= Mudeford, Stanpit and West Highcliffe =

Electoral ward in Dorset, England

Boundary of Mudeford, Stanpit and West Highcliffe in Bournemouth, Christchurch and Poole.

Mudeford, Stanpit and West Highcliffe is a ward in Christchurch, Dorset. Since 2019, the ward has elected 2 councillors to Bournemouth, Christchurch and Poole Council.

== Geography ==
The ward covers the areas of Mudeford, Stanpit, Friars Cliff and the western parts of Highcliffe-on-Sea.

*PROBLEM STATEMENT:* Reproduce the text about the Mudeford, Stanpit and West Highcliffe ward word for word, from its title line to its final sentence. The entries that follow are not required for anything here.

*RAW RECORDS:*
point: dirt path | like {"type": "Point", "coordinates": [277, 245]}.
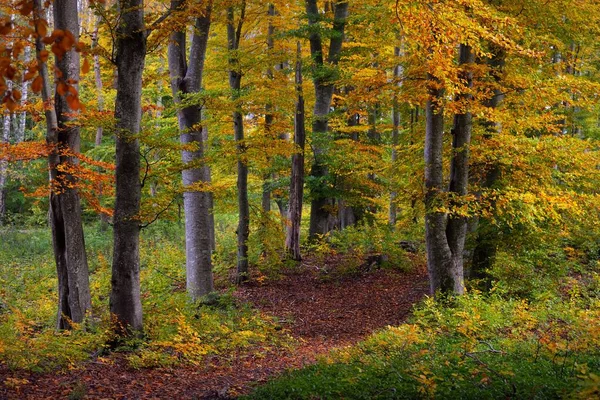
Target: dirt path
{"type": "Point", "coordinates": [323, 310]}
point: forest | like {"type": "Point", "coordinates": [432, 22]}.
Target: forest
{"type": "Point", "coordinates": [377, 199]}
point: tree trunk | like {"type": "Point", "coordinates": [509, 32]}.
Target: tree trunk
{"type": "Point", "coordinates": [442, 274]}
{"type": "Point", "coordinates": [456, 230]}
{"type": "Point", "coordinates": [5, 138]}
{"type": "Point", "coordinates": [292, 240]}
{"type": "Point", "coordinates": [234, 33]}
{"type": "Point", "coordinates": [322, 218]}
{"type": "Point", "coordinates": [445, 234]}
{"type": "Point", "coordinates": [486, 239]}
{"type": "Point", "coordinates": [104, 219]}
{"type": "Point", "coordinates": [74, 299]}
{"type": "Point", "coordinates": [186, 79]}
{"type": "Point", "coordinates": [125, 302]}
{"type": "Point", "coordinates": [22, 120]}
{"type": "Point", "coordinates": [266, 190]}
{"type": "Point", "coordinates": [395, 138]}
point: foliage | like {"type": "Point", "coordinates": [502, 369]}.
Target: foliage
{"type": "Point", "coordinates": [176, 331]}
{"type": "Point", "coordinates": [474, 347]}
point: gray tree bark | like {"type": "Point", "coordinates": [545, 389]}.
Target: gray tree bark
{"type": "Point", "coordinates": [445, 234]}
{"type": "Point", "coordinates": [395, 138]}
{"type": "Point", "coordinates": [5, 138]}
{"type": "Point", "coordinates": [187, 78]}
{"type": "Point", "coordinates": [486, 239]}
{"type": "Point", "coordinates": [266, 191]}
{"type": "Point", "coordinates": [125, 301]}
{"type": "Point", "coordinates": [74, 299]}
{"type": "Point", "coordinates": [321, 218]}
{"type": "Point", "coordinates": [22, 120]}
{"type": "Point", "coordinates": [104, 219]}
{"type": "Point", "coordinates": [234, 34]}
{"type": "Point", "coordinates": [292, 240]}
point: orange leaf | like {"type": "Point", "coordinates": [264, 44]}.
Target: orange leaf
{"type": "Point", "coordinates": [6, 28]}
{"type": "Point", "coordinates": [10, 103]}
{"type": "Point", "coordinates": [85, 68]}
{"type": "Point", "coordinates": [41, 27]}
{"type": "Point", "coordinates": [73, 102]}
{"type": "Point", "coordinates": [61, 88]}
{"type": "Point", "coordinates": [36, 85]}
{"type": "Point", "coordinates": [10, 72]}
{"type": "Point", "coordinates": [44, 55]}
{"type": "Point", "coordinates": [26, 8]}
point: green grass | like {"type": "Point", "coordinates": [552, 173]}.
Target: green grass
{"type": "Point", "coordinates": [176, 330]}
{"type": "Point", "coordinates": [477, 347]}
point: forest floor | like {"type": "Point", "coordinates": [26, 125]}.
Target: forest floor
{"type": "Point", "coordinates": [321, 305]}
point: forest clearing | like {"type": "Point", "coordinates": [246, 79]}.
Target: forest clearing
{"type": "Point", "coordinates": [300, 199]}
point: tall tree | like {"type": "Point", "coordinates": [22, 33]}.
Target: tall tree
{"type": "Point", "coordinates": [486, 239]}
{"type": "Point", "coordinates": [186, 78]}
{"type": "Point", "coordinates": [234, 35]}
{"type": "Point", "coordinates": [125, 301]}
{"type": "Point", "coordinates": [74, 299]}
{"type": "Point", "coordinates": [321, 218]}
{"type": "Point", "coordinates": [395, 136]}
{"type": "Point", "coordinates": [292, 241]}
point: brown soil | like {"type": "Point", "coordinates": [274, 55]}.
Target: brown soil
{"type": "Point", "coordinates": [322, 307]}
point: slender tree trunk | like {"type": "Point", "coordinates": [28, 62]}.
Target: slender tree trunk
{"type": "Point", "coordinates": [187, 78]}
{"type": "Point", "coordinates": [322, 220]}
{"type": "Point", "coordinates": [442, 274]}
{"type": "Point", "coordinates": [100, 98]}
{"type": "Point", "coordinates": [395, 138]}
{"type": "Point", "coordinates": [486, 239]}
{"type": "Point", "coordinates": [125, 301]}
{"type": "Point", "coordinates": [234, 33]}
{"type": "Point", "coordinates": [445, 234]}
{"type": "Point", "coordinates": [74, 299]}
{"type": "Point", "coordinates": [22, 119]}
{"type": "Point", "coordinates": [456, 230]}
{"type": "Point", "coordinates": [266, 191]}
{"type": "Point", "coordinates": [5, 138]}
{"type": "Point", "coordinates": [292, 241]}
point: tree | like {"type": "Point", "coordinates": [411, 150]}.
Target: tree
{"type": "Point", "coordinates": [186, 78]}
{"type": "Point", "coordinates": [234, 35]}
{"type": "Point", "coordinates": [74, 300]}
{"type": "Point", "coordinates": [125, 301]}
{"type": "Point", "coordinates": [292, 241]}
{"type": "Point", "coordinates": [321, 218]}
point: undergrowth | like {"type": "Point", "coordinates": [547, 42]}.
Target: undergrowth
{"type": "Point", "coordinates": [474, 347]}
{"type": "Point", "coordinates": [176, 331]}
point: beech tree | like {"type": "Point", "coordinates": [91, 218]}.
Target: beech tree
{"type": "Point", "coordinates": [292, 241]}
{"type": "Point", "coordinates": [321, 218]}
{"type": "Point", "coordinates": [234, 35]}
{"type": "Point", "coordinates": [186, 78]}
{"type": "Point", "coordinates": [74, 299]}
{"type": "Point", "coordinates": [125, 301]}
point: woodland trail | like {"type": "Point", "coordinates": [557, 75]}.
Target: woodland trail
{"type": "Point", "coordinates": [321, 307]}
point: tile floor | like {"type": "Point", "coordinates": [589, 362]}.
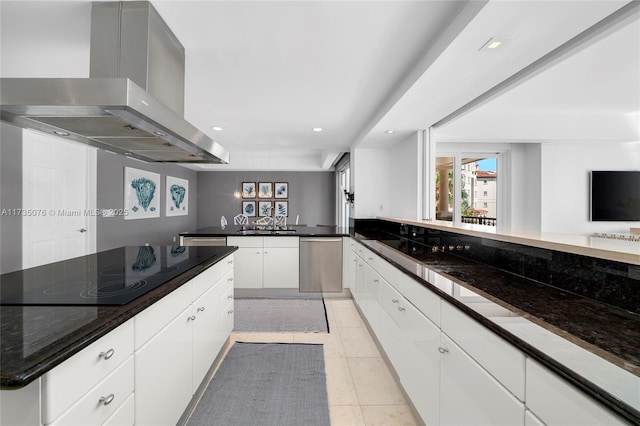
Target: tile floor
{"type": "Point", "coordinates": [361, 389]}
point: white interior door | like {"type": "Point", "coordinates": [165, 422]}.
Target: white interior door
{"type": "Point", "coordinates": [58, 197]}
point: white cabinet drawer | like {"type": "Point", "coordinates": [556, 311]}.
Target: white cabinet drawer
{"type": "Point", "coordinates": [391, 300]}
{"type": "Point", "coordinates": [471, 396]}
{"type": "Point", "coordinates": [124, 415]}
{"type": "Point", "coordinates": [390, 273]}
{"type": "Point", "coordinates": [68, 382]}
{"type": "Point", "coordinates": [281, 242]}
{"type": "Point", "coordinates": [499, 358]}
{"type": "Point", "coordinates": [556, 402]}
{"type": "Point", "coordinates": [103, 400]}
{"type": "Point", "coordinates": [150, 321]}
{"type": "Point", "coordinates": [425, 300]}
{"type": "Point", "coordinates": [209, 277]}
{"type": "Point", "coordinates": [245, 241]}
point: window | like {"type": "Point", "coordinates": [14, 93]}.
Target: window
{"type": "Point", "coordinates": [456, 193]}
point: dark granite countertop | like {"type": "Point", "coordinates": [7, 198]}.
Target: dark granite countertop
{"type": "Point", "coordinates": [593, 345]}
{"type": "Point", "coordinates": [288, 231]}
{"type": "Point", "coordinates": [36, 338]}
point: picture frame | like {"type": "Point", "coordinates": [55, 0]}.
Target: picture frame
{"type": "Point", "coordinates": [281, 190]}
{"type": "Point", "coordinates": [249, 208]}
{"type": "Point", "coordinates": [248, 190]}
{"type": "Point", "coordinates": [265, 208]}
{"type": "Point", "coordinates": [141, 194]}
{"type": "Point", "coordinates": [176, 196]}
{"type": "Point", "coordinates": [281, 208]}
{"type": "Point", "coordinates": [265, 190]}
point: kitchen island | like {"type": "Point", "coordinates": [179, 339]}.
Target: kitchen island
{"type": "Point", "coordinates": [535, 319]}
{"type": "Point", "coordinates": [69, 319]}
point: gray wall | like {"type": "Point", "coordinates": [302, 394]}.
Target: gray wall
{"type": "Point", "coordinates": [10, 197]}
{"type": "Point", "coordinates": [311, 195]}
{"type": "Point", "coordinates": [115, 231]}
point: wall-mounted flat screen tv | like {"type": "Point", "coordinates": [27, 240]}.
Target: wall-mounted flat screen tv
{"type": "Point", "coordinates": [615, 196]}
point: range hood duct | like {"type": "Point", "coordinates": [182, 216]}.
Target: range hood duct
{"type": "Point", "coordinates": [133, 101]}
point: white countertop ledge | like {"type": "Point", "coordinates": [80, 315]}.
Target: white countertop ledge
{"type": "Point", "coordinates": [586, 245]}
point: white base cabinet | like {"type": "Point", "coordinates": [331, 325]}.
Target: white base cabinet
{"type": "Point", "coordinates": [145, 372]}
{"type": "Point", "coordinates": [469, 395]}
{"type": "Point", "coordinates": [267, 262]}
{"type": "Point", "coordinates": [454, 370]}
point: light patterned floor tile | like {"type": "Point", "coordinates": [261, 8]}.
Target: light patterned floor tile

*ANSWER TO THIS EXERCISE:*
= Mudeford, Stanpit and West Highcliffe =

Electoral ward in Dorset, England

Boundary of Mudeford, Stanpit and West Highcliffe in Bournemouth, Christchurch and Poole.

Mudeford, Stanpit and West Highcliffe is a ward in Christchurch, Dorset. Since 2019, the ward has elected 2 councillors to Bournemouth, Christchurch and Poole Council.

== Geography ==
The ward covers the areas of Mudeford, Stanpit, Friars Cliff and the western parts of Highcliffe-on-Sea.